Supplied text
+++

The first step in preserving is soaking the fish for five to six days, with the water changed daily. The saturated lutefisk is then soaked in an unchanged solution of cold water and lye for an additional two days. The fish swells during this soaking, and its protein content decreases by more than 50 percent, producing a jelly-like consistency.

When this treatment is finished, the fish is saturated with lye and inedible, with a pH of 11–12.

To make the fish edible, a final treatment of another four to six days of soaking in cold water changed daily is needed. The lutefisk is then ready to be cooked.

==Cooking==
After the preparation, the lutefisk is saturated with water and must therefore be cooked extremely carefully so that it does not fall to pieces.

To create a firm consistency in lutefisk, it is common to spread a layer of salt over the fish about half an hour before it is cooked, to leach some of the water out of the fish meat. The salt must be rinsed off before cooking. Prepared in this way, lutefisk ends up having a non jelly-like consistency, quite similar to that of freshly boiled cod.

Lutefisk does not need additional water for cooking; it is sufficient to place it in a pan, salt it, seal the lid tightly, and let it steam on a very low heat for 20–25 minutes. An alternative is to wrap it in aluminium foil and bake at 225 °C (435 °F) for 40–50 minutes. Another option is to parboil lutefisk, wrapped in cheesecloth, until tender. Lutefisk can also be boiled in water, or cooked in a microwave oven. The typical microwave cooking time for a whole fish, supplied as a package of two sides, is 8 to 10 minutes at high power in a covered dish, depending upon oven power.

==Eating==
Lutefisk is traditionally served with boiled potatoes, mashed green peas, melted butter and small pieces of fried bacon.

+++

Records supplied
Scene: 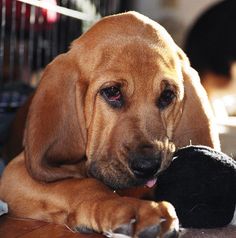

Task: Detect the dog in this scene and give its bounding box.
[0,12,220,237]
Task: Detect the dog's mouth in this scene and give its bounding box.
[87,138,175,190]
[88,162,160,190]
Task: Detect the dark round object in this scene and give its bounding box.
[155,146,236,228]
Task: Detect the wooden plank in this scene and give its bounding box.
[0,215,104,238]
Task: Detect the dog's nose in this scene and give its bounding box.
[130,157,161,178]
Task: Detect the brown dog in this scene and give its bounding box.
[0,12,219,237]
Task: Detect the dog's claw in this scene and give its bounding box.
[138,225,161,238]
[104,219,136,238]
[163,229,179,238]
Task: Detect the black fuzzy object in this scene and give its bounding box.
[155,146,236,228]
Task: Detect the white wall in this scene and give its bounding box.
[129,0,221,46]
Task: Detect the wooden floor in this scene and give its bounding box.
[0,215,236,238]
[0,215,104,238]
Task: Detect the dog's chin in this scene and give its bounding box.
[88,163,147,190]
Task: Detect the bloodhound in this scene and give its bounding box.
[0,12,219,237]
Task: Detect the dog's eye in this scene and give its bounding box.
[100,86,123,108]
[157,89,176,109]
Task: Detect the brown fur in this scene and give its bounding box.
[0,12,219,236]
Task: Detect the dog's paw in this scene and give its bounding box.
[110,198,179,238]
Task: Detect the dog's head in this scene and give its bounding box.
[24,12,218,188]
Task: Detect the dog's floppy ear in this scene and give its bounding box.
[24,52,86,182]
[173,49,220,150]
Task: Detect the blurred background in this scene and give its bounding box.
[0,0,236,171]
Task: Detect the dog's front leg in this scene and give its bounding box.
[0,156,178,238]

+++

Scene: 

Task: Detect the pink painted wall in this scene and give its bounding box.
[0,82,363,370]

+++

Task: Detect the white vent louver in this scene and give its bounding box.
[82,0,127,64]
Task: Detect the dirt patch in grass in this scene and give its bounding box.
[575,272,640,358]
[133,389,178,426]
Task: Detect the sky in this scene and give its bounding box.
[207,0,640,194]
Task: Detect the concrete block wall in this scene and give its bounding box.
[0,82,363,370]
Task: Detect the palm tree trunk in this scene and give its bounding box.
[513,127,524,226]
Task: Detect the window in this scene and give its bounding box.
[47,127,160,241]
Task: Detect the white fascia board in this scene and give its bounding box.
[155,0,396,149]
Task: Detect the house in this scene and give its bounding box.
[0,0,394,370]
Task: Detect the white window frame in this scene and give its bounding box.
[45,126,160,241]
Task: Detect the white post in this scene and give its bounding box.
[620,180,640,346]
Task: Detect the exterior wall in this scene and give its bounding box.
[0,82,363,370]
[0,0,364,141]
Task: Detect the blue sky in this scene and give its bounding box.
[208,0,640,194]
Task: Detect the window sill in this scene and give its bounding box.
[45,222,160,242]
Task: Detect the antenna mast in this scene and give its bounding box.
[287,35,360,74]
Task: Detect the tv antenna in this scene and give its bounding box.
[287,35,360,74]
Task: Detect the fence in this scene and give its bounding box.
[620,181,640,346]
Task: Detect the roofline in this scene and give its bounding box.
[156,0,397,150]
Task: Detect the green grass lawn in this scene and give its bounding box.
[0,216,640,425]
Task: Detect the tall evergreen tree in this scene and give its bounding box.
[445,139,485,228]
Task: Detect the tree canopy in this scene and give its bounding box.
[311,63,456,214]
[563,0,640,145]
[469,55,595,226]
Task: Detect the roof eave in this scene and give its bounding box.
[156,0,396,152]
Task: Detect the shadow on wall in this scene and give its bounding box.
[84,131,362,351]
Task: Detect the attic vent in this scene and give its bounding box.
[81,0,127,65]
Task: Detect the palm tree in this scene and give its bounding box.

+++

What you need to do
[a] According to the lutefisk text, what pH does the fish have once the lye treatment is finished?
[b] Copy everything in the lutefisk text from "When this treatment" down to "freshly boiled cod.".

Solved problems
[a] A pH of 11–12.

[b]
When this treatment is finished, the fish is saturated with lye and inedible, with a pH of 11–12.

To make the fish edible, a final treatment of another four to six days of soaking in cold water changed daily is needed. The lutefisk is then ready to be cooked.

==Cooking==
After the preparation, the lutefisk is saturated with water and must therefore be cooked extremely carefully so that it does not fall to pieces.

To create a firm consistency in lutefisk, it is common to spread a layer of salt over the fish about half an hour before it is cooked, to leach some of the water out of the fish meat. The salt must be rinsed off before cooking. Prepared in this way, lutefisk ends up having a non jelly-like consistency, quite similar to that of freshly boiled cod.